-- begin --

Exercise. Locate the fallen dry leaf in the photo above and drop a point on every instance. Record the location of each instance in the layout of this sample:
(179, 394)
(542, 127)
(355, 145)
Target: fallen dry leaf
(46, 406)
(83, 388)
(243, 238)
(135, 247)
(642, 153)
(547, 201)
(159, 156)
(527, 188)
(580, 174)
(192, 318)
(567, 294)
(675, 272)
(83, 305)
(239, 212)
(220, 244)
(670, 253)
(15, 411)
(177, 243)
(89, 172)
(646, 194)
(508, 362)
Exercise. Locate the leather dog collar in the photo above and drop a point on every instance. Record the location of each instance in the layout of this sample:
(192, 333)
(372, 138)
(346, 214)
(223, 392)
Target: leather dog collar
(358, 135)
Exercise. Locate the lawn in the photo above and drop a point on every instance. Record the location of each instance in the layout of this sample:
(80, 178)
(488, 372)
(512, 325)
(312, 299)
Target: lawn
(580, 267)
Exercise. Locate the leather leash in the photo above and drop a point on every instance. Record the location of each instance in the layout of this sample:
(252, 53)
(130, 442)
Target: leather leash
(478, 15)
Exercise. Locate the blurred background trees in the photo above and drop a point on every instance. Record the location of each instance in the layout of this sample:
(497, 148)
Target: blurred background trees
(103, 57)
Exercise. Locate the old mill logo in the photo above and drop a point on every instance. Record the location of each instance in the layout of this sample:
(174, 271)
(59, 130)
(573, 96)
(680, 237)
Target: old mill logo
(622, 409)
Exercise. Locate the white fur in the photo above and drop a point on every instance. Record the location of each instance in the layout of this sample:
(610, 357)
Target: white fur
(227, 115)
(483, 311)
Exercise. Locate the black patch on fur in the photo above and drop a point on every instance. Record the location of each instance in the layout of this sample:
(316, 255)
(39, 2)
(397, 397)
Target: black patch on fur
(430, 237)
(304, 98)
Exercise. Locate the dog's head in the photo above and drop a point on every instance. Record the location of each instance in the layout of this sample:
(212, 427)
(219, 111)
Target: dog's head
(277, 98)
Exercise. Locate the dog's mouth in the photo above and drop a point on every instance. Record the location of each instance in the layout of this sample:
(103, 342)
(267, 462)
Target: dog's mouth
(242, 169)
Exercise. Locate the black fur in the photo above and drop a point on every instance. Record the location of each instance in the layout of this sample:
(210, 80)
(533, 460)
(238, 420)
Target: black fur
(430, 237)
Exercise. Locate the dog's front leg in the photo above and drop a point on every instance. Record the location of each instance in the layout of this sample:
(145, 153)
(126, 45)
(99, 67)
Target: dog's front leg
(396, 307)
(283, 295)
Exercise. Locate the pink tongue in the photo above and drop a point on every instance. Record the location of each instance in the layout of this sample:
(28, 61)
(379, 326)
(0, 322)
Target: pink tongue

-- end --

Output every entry shown above, exactly.

• WRITTEN SOLUTION:
Exercise. Locate the fallen dry leaf in the photo above and drop a point on every instance. Record the location of each instance in the layout of this sample:
(179, 394)
(542, 127)
(355, 145)
Target: fallen dry leaf
(46, 406)
(83, 388)
(243, 238)
(135, 247)
(642, 153)
(547, 201)
(159, 156)
(527, 188)
(580, 174)
(192, 318)
(567, 294)
(675, 272)
(83, 305)
(239, 212)
(220, 244)
(670, 253)
(15, 411)
(177, 243)
(89, 172)
(646, 194)
(508, 362)
Exercise. Locate the leather dog collar in the photo above and drop a point on every instance. Record the location of each instance in the layout of this sample:
(192, 333)
(372, 138)
(346, 214)
(223, 392)
Target: leather dog collar
(358, 135)
Exercise. Locate the lawn in the photo above and drop a point on every instance. Record the location of each instance in the layout of this sample:
(80, 178)
(488, 372)
(512, 325)
(312, 299)
Target: lawn
(580, 267)
Exercise. Locate the leather leash in the photo above and drop a point on every instance. Record the location of each instance in the layout of this sample:
(252, 53)
(130, 442)
Target: leather leash
(478, 15)
Exercise. Locate the blurred background trees in the photo above and drop a point on every instance. Record the location of each instance in the layout of this sample:
(497, 148)
Target: blurred background trees
(103, 57)
Exercise. Locate the old mill logo in the photo above and drop a point on every instance. Record the location of each instance in the layout of this sample:
(174, 271)
(59, 130)
(573, 96)
(680, 237)
Target: old mill logo
(622, 409)
Exercise. Locate the white fur in the photo above and drop a point on every instance. Record the location of each instance in the layout of this sample:
(610, 357)
Target: white fur
(227, 115)
(483, 311)
Exercise. Locate the black patch on fur in the photo above and drop a point on every instance. Record the location of each instance in the layout of this sample:
(316, 255)
(39, 2)
(397, 397)
Target: black patch on fur
(430, 237)
(304, 98)
Exercise. Locate the dog's head in the photo above and drop a point on every instance. Record the location of each instance in the layout of this sample:
(212, 427)
(219, 111)
Target: dog's head
(277, 98)
Exercise. Locate the dog's mouth in the photo above and drop a point on every instance. Record the location of each instance in the layout of this sample:
(103, 342)
(267, 462)
Target: dog's mouth
(242, 169)
Exercise. Locate the black fur in the photo above and drop a point on every instance. Record the location of each instance in the layout of this sample:
(210, 80)
(533, 460)
(238, 420)
Target: black fur
(430, 237)
Exercise. Locate the dog's front leg in the photo above and drop a point on every instance. Record the location of each instance in the layout of this sample:
(145, 153)
(126, 45)
(99, 67)
Target: dog's front leg
(396, 307)
(283, 295)
Exercise. Locate the pink tongue in the photo above and drop a point on every instance. Record the location of each instance in the layout of this sample:
(28, 61)
(379, 326)
(0, 322)
Target: pink tongue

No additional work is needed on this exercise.